* Instructions
1/ In the article on recruiting failure points, what name does the writer give to the process developed for identifying the weak stages of a recruiting process?
2/ Continue the article on recruiting failure points from the point where it stops.

* Selected extract

..........

Finding the Failure Points in Your Recruiting Process — Some Final Approaches

May 24, 2010

Some recruiting directors don’t like it when I criticize them for not operating their recruiting function in a more businesslike manner. They fail to realize that the recruiting process directly impacts business revenues and it is at least as important as supply chain, lean production, and CRM. Many who are responsible for the overall recruiting process rely on their gut to determine whether the overall process is running smoothly.

In direct contrast, other major business process owners use a “data or evidence-driven” approach to determine not just whether a process is producing the desirable results but also to determine precisely at what step are the failures occurring. If you’re ready to shift to a more businesslike and data-driven approach that can help you pinpoint the “failure points” in your recruiting process, this article will outline what you need to do.

FPI (Failure Point Identification) — a process for identifying recruiting failure points

The technical term within the field of process reengineering for identifying the specific causes of process failure is “failure analysis” and when a significant percentage of a processes errors occur at a single stage or step, that is known as a “failure point.” As a result, I call the process that I have developed for identifying the weak stages of a recruiting process “Recruiting Failure Point Identification” or “Recruiting FPI.” Rather than trying to completely rebuild the whole recruiting process, the FPI approach helps you identify the steps that are contributing the most to poor results. In fact, it’s quite possible that the majority of your recruiting shortfall is occurring as a result of weaknesses in one or two, out of a dozen recruiting process steps. Unless you can accurately identify these failure points, you run the risk of wasting significant amounts of money and time fixing the wrong step. And by not accurately identifying and fixing these key failure points, you may be dooming your recruiting process to a long future of continuously disappointing results. There are three broad categories of approaches that corporations can use in order to identify the key failure points in any hiring process.

The three basic FPI approaches include:

  1. Evaluating the steps in the recruiting process — in order to find failure points, locate the deluded individual step to determine if it is even being carried out, who is accountable for it, and whether there are  metrics for assessing the output of that step. I covered that approach in a related article.

..........

* Data lines
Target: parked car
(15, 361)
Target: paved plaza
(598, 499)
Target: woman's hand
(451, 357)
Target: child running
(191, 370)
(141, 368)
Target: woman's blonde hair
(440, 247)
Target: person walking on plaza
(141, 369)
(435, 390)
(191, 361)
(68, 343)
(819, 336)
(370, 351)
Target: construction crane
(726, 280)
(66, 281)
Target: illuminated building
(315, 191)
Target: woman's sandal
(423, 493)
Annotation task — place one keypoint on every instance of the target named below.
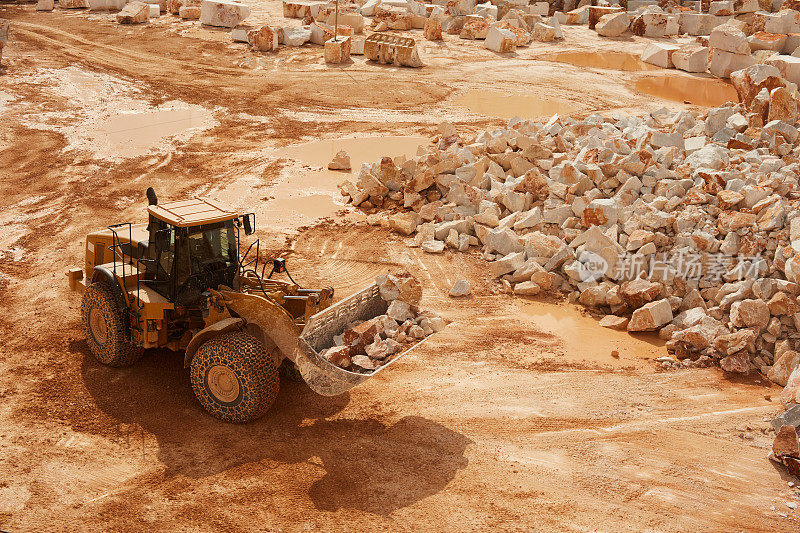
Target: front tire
(104, 327)
(234, 377)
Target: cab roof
(194, 212)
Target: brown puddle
(709, 92)
(131, 134)
(508, 105)
(308, 194)
(585, 340)
(607, 60)
(361, 150)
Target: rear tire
(234, 377)
(289, 370)
(104, 327)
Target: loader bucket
(323, 377)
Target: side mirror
(163, 239)
(249, 221)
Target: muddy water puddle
(709, 92)
(134, 133)
(585, 340)
(508, 105)
(302, 195)
(604, 60)
(361, 150)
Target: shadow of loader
(369, 465)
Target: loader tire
(104, 327)
(289, 370)
(234, 377)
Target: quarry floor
(515, 417)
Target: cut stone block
(392, 49)
(613, 24)
(73, 4)
(729, 38)
(354, 20)
(294, 36)
(699, 23)
(475, 27)
(239, 33)
(301, 9)
(659, 54)
(542, 33)
(691, 58)
(767, 41)
(723, 63)
(650, 25)
(134, 13)
(598, 12)
(321, 32)
(789, 67)
(110, 5)
(264, 39)
(433, 29)
(540, 8)
(500, 40)
(189, 12)
(651, 316)
(724, 7)
(223, 13)
(577, 16)
(337, 51)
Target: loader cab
(193, 247)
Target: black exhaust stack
(152, 199)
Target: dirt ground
(515, 417)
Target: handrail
(117, 248)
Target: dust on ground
(515, 417)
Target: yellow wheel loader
(180, 282)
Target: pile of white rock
(733, 35)
(367, 346)
(672, 222)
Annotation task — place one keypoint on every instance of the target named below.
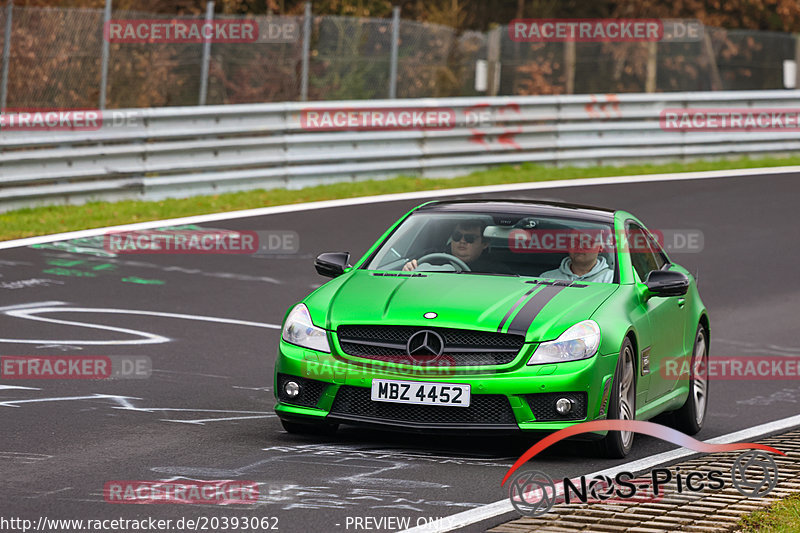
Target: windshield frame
(475, 212)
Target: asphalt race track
(206, 412)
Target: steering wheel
(453, 260)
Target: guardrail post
(6, 55)
(797, 61)
(493, 61)
(206, 55)
(569, 65)
(652, 56)
(393, 57)
(104, 67)
(716, 80)
(306, 52)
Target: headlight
(298, 329)
(578, 342)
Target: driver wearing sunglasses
(466, 243)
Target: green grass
(55, 219)
(781, 517)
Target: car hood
(466, 301)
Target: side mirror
(332, 264)
(667, 283)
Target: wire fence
(52, 58)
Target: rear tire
(622, 404)
(310, 428)
(690, 417)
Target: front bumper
(508, 400)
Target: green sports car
(498, 316)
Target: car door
(666, 315)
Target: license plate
(420, 392)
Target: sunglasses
(469, 237)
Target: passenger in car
(468, 243)
(583, 264)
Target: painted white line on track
(466, 518)
(420, 195)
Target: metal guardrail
(184, 151)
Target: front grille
(310, 390)
(543, 406)
(484, 409)
(462, 347)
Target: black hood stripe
(522, 322)
(514, 308)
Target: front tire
(622, 405)
(690, 417)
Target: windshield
(500, 244)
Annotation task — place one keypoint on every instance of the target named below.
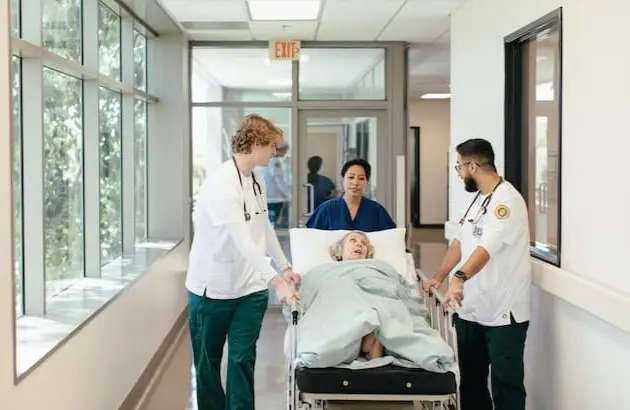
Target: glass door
(326, 140)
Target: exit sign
(284, 50)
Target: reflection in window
(140, 166)
(108, 42)
(15, 17)
(62, 28)
(17, 182)
(536, 127)
(139, 61)
(110, 150)
(63, 196)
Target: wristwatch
(460, 275)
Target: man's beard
(470, 185)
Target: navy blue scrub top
(334, 215)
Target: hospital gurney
(313, 388)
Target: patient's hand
(292, 277)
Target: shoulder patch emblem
(502, 212)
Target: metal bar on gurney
(292, 401)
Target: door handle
(310, 189)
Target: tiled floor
(270, 370)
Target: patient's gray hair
(336, 250)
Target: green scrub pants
(211, 321)
(500, 348)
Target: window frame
(516, 142)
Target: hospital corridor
(314, 205)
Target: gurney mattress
(392, 380)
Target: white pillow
(311, 247)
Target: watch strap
(460, 275)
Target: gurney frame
(441, 320)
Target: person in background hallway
(491, 288)
(228, 274)
(352, 211)
(278, 193)
(323, 187)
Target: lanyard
(255, 185)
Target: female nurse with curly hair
(228, 274)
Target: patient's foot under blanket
(343, 301)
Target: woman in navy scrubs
(352, 211)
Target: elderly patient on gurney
(357, 312)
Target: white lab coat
(228, 255)
(503, 286)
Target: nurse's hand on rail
(284, 291)
(431, 284)
(455, 294)
(292, 277)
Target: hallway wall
(576, 357)
(433, 117)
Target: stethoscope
(258, 195)
(482, 210)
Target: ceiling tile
(427, 8)
(295, 30)
(220, 35)
(418, 30)
(207, 10)
(341, 21)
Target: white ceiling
(424, 23)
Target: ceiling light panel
(201, 10)
(283, 10)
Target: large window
(63, 182)
(62, 28)
(140, 167)
(15, 17)
(110, 150)
(108, 42)
(533, 128)
(139, 61)
(80, 213)
(17, 181)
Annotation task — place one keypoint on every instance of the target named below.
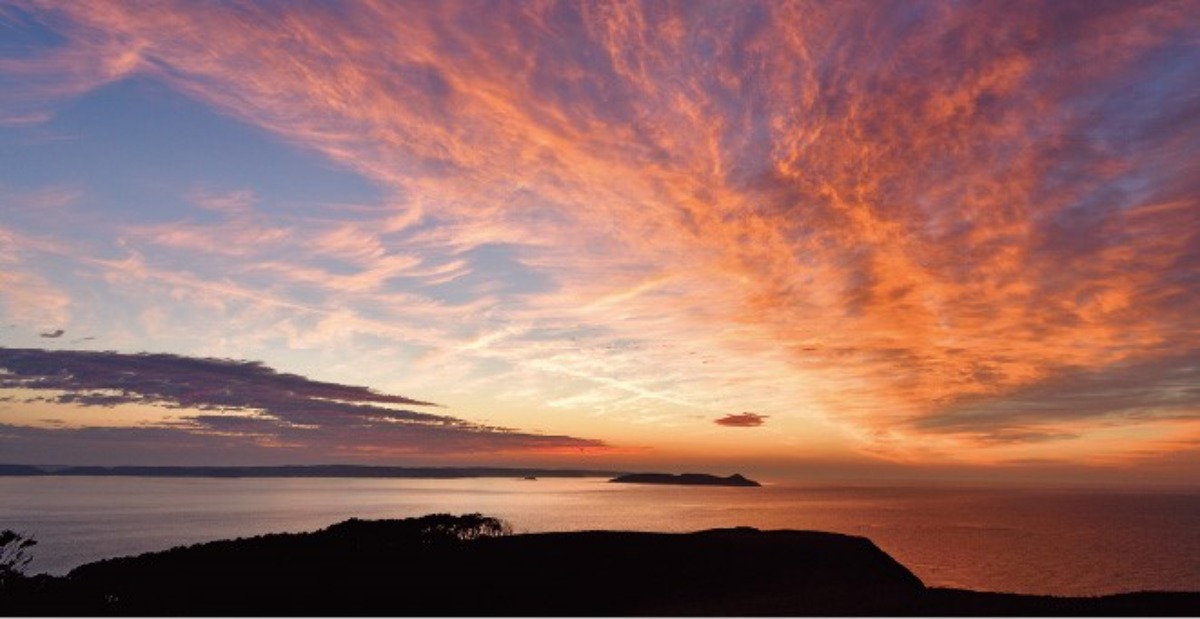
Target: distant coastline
(297, 470)
(687, 479)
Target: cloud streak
(742, 420)
(250, 402)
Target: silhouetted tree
(13, 556)
(438, 527)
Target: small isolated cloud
(742, 420)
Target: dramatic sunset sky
(798, 239)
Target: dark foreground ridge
(468, 565)
(687, 479)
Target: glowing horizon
(771, 234)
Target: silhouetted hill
(687, 479)
(448, 565)
(316, 470)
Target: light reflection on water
(1066, 542)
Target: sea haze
(1032, 541)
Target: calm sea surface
(1066, 542)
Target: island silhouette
(473, 565)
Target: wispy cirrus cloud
(877, 210)
(250, 403)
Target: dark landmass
(468, 565)
(687, 479)
(318, 470)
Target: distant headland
(474, 566)
(687, 479)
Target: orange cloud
(742, 420)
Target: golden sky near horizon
(915, 233)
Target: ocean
(1032, 541)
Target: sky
(805, 240)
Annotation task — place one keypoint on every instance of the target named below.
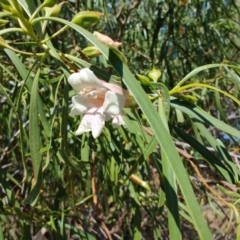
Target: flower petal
(93, 121)
(80, 105)
(113, 103)
(85, 78)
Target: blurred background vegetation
(100, 189)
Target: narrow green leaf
(35, 141)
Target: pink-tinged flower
(99, 101)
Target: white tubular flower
(99, 101)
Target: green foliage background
(170, 173)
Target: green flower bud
(3, 44)
(91, 51)
(54, 11)
(3, 23)
(49, 3)
(145, 81)
(87, 19)
(154, 74)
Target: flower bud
(106, 40)
(54, 11)
(91, 51)
(49, 3)
(3, 23)
(3, 44)
(87, 19)
(154, 74)
(145, 81)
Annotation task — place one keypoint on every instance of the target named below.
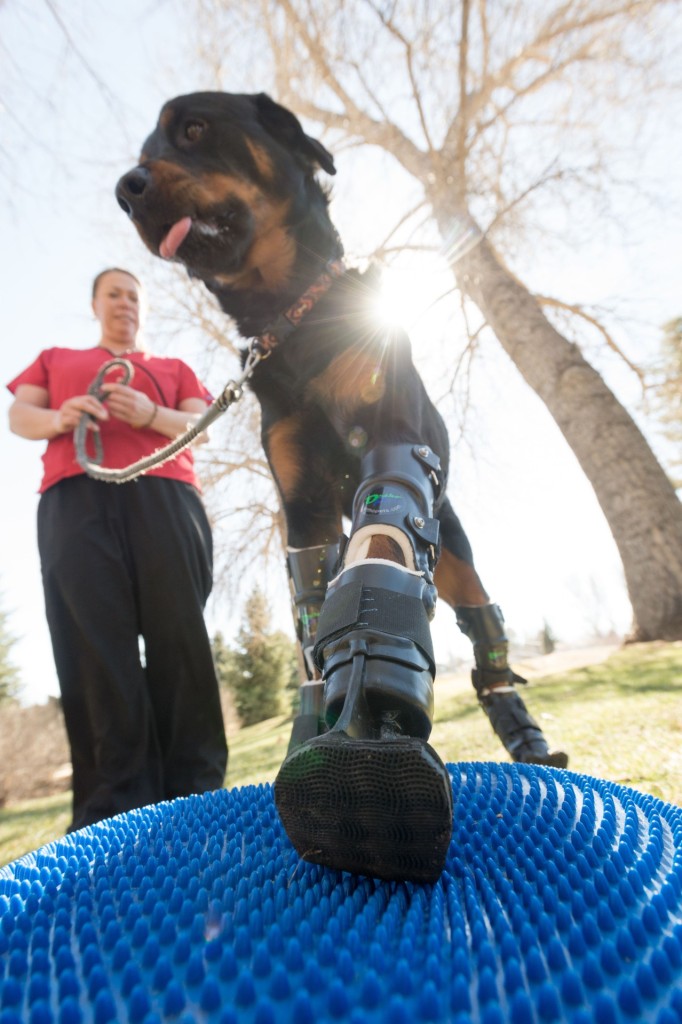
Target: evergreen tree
(223, 659)
(260, 669)
(9, 677)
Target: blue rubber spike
(560, 901)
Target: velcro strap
(354, 606)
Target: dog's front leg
(371, 796)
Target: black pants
(120, 562)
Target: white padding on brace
(376, 561)
(358, 545)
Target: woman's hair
(113, 269)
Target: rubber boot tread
(377, 807)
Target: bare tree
(495, 112)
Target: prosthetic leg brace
(494, 682)
(371, 796)
(309, 571)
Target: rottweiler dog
(227, 185)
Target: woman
(122, 562)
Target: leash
(260, 349)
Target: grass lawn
(619, 720)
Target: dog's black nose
(130, 187)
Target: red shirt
(67, 372)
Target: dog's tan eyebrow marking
(261, 159)
(166, 117)
(284, 456)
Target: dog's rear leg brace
(309, 571)
(495, 685)
(371, 796)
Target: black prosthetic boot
(495, 684)
(371, 796)
(309, 571)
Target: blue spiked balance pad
(561, 900)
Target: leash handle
(231, 392)
(95, 389)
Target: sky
(74, 115)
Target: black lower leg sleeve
(485, 628)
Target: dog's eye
(194, 130)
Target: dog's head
(223, 185)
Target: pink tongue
(175, 238)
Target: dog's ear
(286, 128)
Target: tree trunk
(636, 496)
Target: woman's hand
(69, 415)
(129, 406)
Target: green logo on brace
(376, 504)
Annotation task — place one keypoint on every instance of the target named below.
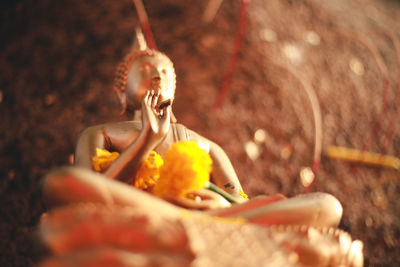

..........

* Set of answers
1/ "Recruiting Failure Point Identification," or "Recruiting FPI."

2/
  2. Using a yield model to identify failure points — this approach identifies failure points by measuring the yields or the volume remaining after each step. For example, if at the interview step it takes 10 interviews to yield one offer (or a 10% pass-through rate) you know you have a quality issue when the normal pass through is 20%. Whenever the process manager encounters a significant decrease from the average expected pass through percentage at a step, they must take notice and analyze that step. I covered that approach in a related article.
  3. Alternative approaches for identifying failure points — this last category includes two dozen alternative approaches that you can use to supplement the “step approach” and “the yield model.” In this article I’ll cover those remaining approaches that can be used for identifying failure points in the recruiting process. I have purposely provided “too many” approaches so that you’re not forced to select an approach that you are not comfortable with.

A list of alternative approaches (categorized by recruiting step)

Each of the major alternative approaches for identifying failure points are bullet-pointed here under the most relevant step in the recruiting process.

Step 1: The application classification step — is the problem originating here?

  • Submit “perfect” resumes for screening — if you suspect your problem is occurring at the resume receiving or sorting step, you can test the effectiveness of this screening step by using dummy “perfect resumes.” By taking each of the critical job requirements and placing them into newly created résumés, you can in effect create a “perfect resume” that perfectly fits every requirement of the job. By submitting a variety of these “perfect” resumes under different names you can identify which percentage are actually received and are then classified as “qualified” (i.e. passed along for a phone screen). The percentage of these perfect resumes that should receive a phone screen should be close to 100%, and if it’s not, you will know right away if you have a screening problem (one firm found that 82% of their perfect resumes never made it to step two). Another alternative is to disguise the resumes of your own top employees and submit them to see what percentage of your own top employees would be rated highly by your own screening process (one firm found only two out of five of their top employees would receive an interview if they applied under another name). You can also include some clearly unqualified candidates to see if any (unfortunately) make it through to the phone screening process.
  • A comparison classification of the applications — have one or more of your technical employees independently classify a large group of applications/resumes into qualified and unqualified categories. Then compare those results with those from the original classification done by the recruiter to see where the recruiter made mistakes in assessing unqualified applicants to be qualified and vice versa. You can also hire an external agency recruiter to do a similar comparison assessment.
  • Use mystery applicants — one of the best ways to identify where problems are occurring in any customer setting is to use mystery shoppers. A similar approach, using anonymous applicants can be an extremely valuable tool for identifying process problems. This process (users have included DaVita and Publix Markets) allows you to hire trained customer service professionals to become applicants in order to assess first-hand at least the early phases of the application and recruiting process. The mystery applicant works best for high-volume jobs that don’t require a high level of professional level knowledge.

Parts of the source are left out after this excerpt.